Count how many lines in the rows below contain the string "instance", and give only that number.

→ DATA FOR THE TASK:
>> begin

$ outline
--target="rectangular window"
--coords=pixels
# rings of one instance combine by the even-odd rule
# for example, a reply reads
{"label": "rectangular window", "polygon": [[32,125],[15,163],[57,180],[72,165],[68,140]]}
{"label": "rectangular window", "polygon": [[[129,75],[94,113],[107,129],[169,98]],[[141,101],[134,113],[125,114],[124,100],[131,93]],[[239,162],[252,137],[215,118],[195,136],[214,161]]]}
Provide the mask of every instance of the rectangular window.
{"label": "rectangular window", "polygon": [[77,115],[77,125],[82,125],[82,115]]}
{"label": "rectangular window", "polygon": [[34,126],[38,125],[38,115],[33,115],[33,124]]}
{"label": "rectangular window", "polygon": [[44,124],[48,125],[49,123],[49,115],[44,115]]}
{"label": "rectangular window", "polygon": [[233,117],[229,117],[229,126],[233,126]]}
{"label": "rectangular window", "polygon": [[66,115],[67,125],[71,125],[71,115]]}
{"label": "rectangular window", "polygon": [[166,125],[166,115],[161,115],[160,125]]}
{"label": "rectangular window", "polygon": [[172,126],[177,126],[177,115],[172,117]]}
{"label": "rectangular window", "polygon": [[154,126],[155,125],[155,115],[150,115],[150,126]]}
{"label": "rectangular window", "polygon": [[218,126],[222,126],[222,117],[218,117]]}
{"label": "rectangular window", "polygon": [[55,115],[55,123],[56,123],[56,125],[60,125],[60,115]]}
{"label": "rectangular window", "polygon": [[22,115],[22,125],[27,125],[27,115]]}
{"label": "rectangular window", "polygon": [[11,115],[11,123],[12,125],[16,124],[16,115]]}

>> end

→ RESULT OF THE EXERCISE: 2